Part of a data file:
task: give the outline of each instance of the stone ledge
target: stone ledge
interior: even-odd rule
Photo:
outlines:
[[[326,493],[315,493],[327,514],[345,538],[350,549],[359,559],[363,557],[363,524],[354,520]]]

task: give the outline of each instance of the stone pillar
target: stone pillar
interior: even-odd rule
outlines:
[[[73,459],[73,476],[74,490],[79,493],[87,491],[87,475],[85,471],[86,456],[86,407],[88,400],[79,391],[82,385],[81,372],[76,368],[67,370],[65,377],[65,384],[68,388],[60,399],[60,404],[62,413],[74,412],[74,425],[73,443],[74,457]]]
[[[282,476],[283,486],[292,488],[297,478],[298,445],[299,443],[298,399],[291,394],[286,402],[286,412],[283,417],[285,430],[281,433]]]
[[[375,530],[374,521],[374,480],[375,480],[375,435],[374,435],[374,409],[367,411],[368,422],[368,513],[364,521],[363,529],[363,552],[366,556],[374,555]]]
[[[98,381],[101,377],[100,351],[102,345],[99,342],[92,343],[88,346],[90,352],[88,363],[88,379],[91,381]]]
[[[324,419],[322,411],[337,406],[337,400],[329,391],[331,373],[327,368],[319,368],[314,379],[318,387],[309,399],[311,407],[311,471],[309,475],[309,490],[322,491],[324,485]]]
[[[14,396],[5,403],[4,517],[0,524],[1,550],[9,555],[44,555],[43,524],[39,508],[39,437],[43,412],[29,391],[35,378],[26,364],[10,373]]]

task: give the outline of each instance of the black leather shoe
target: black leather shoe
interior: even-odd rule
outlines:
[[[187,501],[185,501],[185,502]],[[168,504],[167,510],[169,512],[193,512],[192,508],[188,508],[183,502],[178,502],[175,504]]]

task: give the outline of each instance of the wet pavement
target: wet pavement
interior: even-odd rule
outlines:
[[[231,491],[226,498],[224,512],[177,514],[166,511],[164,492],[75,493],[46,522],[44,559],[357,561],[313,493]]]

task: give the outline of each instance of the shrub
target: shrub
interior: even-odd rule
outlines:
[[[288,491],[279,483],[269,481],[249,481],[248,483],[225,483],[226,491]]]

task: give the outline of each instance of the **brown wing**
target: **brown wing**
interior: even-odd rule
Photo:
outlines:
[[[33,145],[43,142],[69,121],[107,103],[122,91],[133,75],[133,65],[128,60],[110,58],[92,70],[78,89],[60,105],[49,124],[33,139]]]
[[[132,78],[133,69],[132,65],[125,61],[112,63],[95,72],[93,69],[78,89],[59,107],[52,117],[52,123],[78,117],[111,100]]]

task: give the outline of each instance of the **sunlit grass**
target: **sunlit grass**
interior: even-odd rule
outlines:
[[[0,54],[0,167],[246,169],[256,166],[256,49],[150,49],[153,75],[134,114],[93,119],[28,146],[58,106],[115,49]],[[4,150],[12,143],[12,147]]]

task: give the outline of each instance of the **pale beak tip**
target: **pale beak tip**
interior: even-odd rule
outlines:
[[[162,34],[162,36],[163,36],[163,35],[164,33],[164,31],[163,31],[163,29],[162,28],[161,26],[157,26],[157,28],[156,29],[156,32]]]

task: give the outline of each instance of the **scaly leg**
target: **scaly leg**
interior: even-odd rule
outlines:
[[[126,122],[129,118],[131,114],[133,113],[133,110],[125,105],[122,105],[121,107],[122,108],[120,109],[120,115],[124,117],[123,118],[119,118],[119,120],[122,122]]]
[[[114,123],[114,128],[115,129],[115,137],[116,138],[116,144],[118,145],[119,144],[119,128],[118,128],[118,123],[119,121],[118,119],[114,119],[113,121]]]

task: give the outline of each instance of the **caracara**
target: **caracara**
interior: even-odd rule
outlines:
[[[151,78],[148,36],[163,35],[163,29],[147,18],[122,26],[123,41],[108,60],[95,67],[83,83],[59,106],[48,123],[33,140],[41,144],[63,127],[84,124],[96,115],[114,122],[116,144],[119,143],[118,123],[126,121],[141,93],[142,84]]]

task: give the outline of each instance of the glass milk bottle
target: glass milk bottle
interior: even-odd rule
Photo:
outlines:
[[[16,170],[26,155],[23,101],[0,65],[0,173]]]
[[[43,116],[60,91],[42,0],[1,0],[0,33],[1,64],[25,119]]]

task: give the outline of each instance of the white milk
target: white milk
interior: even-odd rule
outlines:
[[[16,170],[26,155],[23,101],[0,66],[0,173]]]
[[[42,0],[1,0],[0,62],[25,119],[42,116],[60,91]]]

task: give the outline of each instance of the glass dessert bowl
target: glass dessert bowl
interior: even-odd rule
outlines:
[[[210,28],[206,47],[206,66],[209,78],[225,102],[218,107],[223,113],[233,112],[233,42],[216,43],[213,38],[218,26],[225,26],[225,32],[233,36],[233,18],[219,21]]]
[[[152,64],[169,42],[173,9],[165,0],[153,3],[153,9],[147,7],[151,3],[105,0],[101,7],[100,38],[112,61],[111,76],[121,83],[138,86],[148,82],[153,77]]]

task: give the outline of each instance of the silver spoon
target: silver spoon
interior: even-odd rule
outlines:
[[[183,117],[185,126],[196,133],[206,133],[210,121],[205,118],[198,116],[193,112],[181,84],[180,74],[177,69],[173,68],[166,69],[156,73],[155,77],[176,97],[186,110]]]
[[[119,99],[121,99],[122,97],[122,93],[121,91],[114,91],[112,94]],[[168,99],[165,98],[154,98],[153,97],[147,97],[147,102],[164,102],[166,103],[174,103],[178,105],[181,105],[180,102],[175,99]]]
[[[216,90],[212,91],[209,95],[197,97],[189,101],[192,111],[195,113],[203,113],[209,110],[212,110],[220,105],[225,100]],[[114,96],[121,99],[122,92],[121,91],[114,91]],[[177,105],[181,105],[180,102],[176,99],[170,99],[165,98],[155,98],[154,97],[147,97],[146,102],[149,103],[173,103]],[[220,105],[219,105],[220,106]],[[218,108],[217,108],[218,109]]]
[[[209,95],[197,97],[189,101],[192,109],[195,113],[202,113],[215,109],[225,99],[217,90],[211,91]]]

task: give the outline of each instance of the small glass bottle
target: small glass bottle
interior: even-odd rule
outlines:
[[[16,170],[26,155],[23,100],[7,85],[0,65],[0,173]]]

What needs to be done: Rewrite the data above, substituting "nonzero winding rule" for every occurrence of "even-odd rule" and leaving everything else unchanged.

Solution:
task: give the outline of each instance of the stone ledge
target: stone ledge
interior: nonzero winding rule
Photo:
outlines:
[[[326,493],[315,493],[327,514],[345,538],[350,549],[359,559],[363,557],[363,524],[354,520]]]

task: give the outline of each instance of the stone pillar
target: stone pillar
interior: nonzero winding rule
outlines:
[[[73,459],[73,476],[74,490],[79,493],[87,491],[87,475],[85,471],[86,456],[86,407],[88,400],[79,391],[82,385],[81,372],[76,368],[67,370],[65,377],[65,384],[68,388],[60,399],[60,404],[62,413],[74,412],[74,425],[73,443],[74,457]]]
[[[282,476],[283,486],[292,488],[297,478],[298,445],[299,443],[298,399],[291,394],[286,402],[286,412],[283,417],[285,430],[281,433]]]
[[[375,530],[374,521],[374,480],[375,480],[375,435],[374,435],[374,409],[367,411],[368,422],[368,513],[364,521],[363,529],[363,552],[366,556],[374,555]]]
[[[98,381],[101,377],[100,351],[102,345],[99,342],[92,343],[88,346],[90,352],[88,363],[88,379],[91,381]]]
[[[324,419],[322,411],[337,406],[337,400],[329,391],[331,373],[327,368],[319,368],[314,379],[318,387],[309,399],[311,407],[311,471],[309,475],[309,490],[322,491],[324,485]]]
[[[14,396],[5,403],[4,517],[0,524],[1,550],[9,555],[44,555],[43,524],[39,508],[39,437],[43,412],[29,391],[35,378],[26,364],[10,373]]]

task: give the outline of each instance of the black leather shoe
target: black leather shoe
interior: nonzero winding rule
outlines:
[[[187,501],[185,501],[185,502]],[[168,504],[167,510],[169,512],[193,512],[192,508],[188,508],[183,502],[178,502],[175,504]]]

task: give the outline of each instance of the wet pavement
target: wet pavement
interior: nonzero winding rule
outlines:
[[[231,491],[226,498],[224,512],[177,514],[166,511],[164,492],[75,493],[46,522],[44,559],[357,561],[313,493]]]

task: give the outline of each instance of the shrub
target: shrub
interior: nonzero winding rule
outlines:
[[[288,491],[279,483],[269,481],[249,481],[248,483],[225,483],[226,491]]]

task: give the outline of each instance of the **brown wing**
target: **brown wing**
interior: nonzero winding rule
Photo:
outlines:
[[[33,145],[43,142],[69,121],[107,103],[122,91],[133,75],[133,65],[128,60],[110,58],[92,70],[78,89],[60,105],[49,124],[33,139]]]
[[[132,78],[133,69],[132,65],[125,61],[112,63],[95,72],[93,69],[78,89],[59,107],[52,117],[52,123],[78,117],[111,100]]]

task: give the outline of each instance of the **sunlit grass**
target: **sunlit grass**
interior: nonzero winding rule
outlines:
[[[0,54],[0,167],[246,169],[256,166],[256,49],[150,49],[153,75],[134,114],[93,119],[28,146],[58,106],[115,49]],[[4,150],[12,143],[12,147]]]

task: give the outline of each instance of the **pale beak tip**
target: **pale beak tip**
interior: nonzero winding rule
outlines:
[[[162,34],[162,36],[163,36],[163,35],[164,33],[164,31],[163,31],[163,29],[162,28],[161,26],[157,26],[157,28],[156,29],[156,32]]]

task: give the outline of each instance of the **scaly leg**
target: **scaly leg**
interior: nonzero winding rule
outlines:
[[[126,122],[129,118],[131,114],[133,113],[133,110],[125,105],[122,105],[121,107],[122,108],[120,109],[120,115],[124,117],[123,118],[119,118],[119,120],[122,122]]]
[[[114,123],[114,128],[115,129],[115,137],[116,138],[116,144],[118,145],[119,144],[119,128],[118,128],[118,123],[119,121],[118,119],[114,119],[113,121]]]

task: give the outline of each instance of the **caracara**
target: **caracara**
interior: nonzero winding rule
outlines:
[[[151,78],[148,36],[163,35],[163,29],[147,18],[122,26],[123,41],[108,60],[95,67],[83,83],[59,106],[48,123],[33,140],[41,144],[63,127],[84,124],[96,115],[114,122],[116,144],[119,143],[118,123],[126,121],[141,93],[142,84]]]

task: give the outline of each instance of the glass milk bottle
target: glass milk bottle
interior: nonzero winding rule
Photo:
outlines:
[[[16,170],[26,155],[23,101],[0,65],[0,173]]]
[[[43,116],[60,91],[42,0],[1,0],[0,33],[1,64],[25,119]]]

task: give the outline of each instance of the white milk
target: white milk
interior: nonzero winding rule
outlines:
[[[16,170],[26,155],[23,101],[0,66],[0,173]]]
[[[42,0],[1,0],[0,62],[25,119],[42,116],[60,91]]]

task: give the outline of each instance of the glass dessert bowl
target: glass dessert bowl
interior: nonzero winding rule
outlines:
[[[210,28],[206,47],[206,66],[209,78],[225,102],[218,107],[223,113],[233,112],[233,42],[216,43],[213,38],[218,26],[225,26],[225,32],[233,36],[233,18],[219,21]]]
[[[152,64],[169,42],[173,9],[165,0],[153,3],[153,9],[147,7],[151,3],[105,0],[101,7],[100,38],[112,61],[111,76],[121,83],[138,86],[148,82],[153,77]]]

task: give the outline of each instance of the silver spoon
target: silver spoon
interior: nonzero winding rule
outlines:
[[[183,117],[185,126],[196,133],[206,133],[210,121],[205,118],[198,116],[193,112],[181,84],[180,74],[177,69],[173,68],[166,69],[156,73],[155,77],[176,97],[186,110]]]
[[[119,99],[121,99],[122,97],[122,93],[121,91],[114,91],[112,94]],[[168,99],[165,98],[154,98],[153,97],[147,97],[147,102],[164,102],[166,103],[174,103],[178,105],[181,105],[180,102],[175,99]]]
[[[216,90],[212,91],[209,95],[197,97],[189,101],[192,111],[195,113],[203,113],[209,110],[212,110],[220,105],[225,100]],[[114,96],[121,99],[122,92],[121,91],[114,91]],[[177,105],[181,105],[180,102],[176,99],[170,99],[165,98],[155,98],[154,97],[147,97],[146,102],[149,103],[173,103]],[[220,105],[219,105],[220,106]],[[218,108],[217,108],[218,109]]]
[[[209,95],[197,97],[189,101],[192,109],[195,113],[202,113],[215,109],[225,99],[217,90],[211,91]]]

task: give the outline of each instance of the small glass bottle
target: small glass bottle
interior: nonzero winding rule
outlines:
[[[16,170],[26,155],[23,100],[7,85],[0,65],[0,173]]]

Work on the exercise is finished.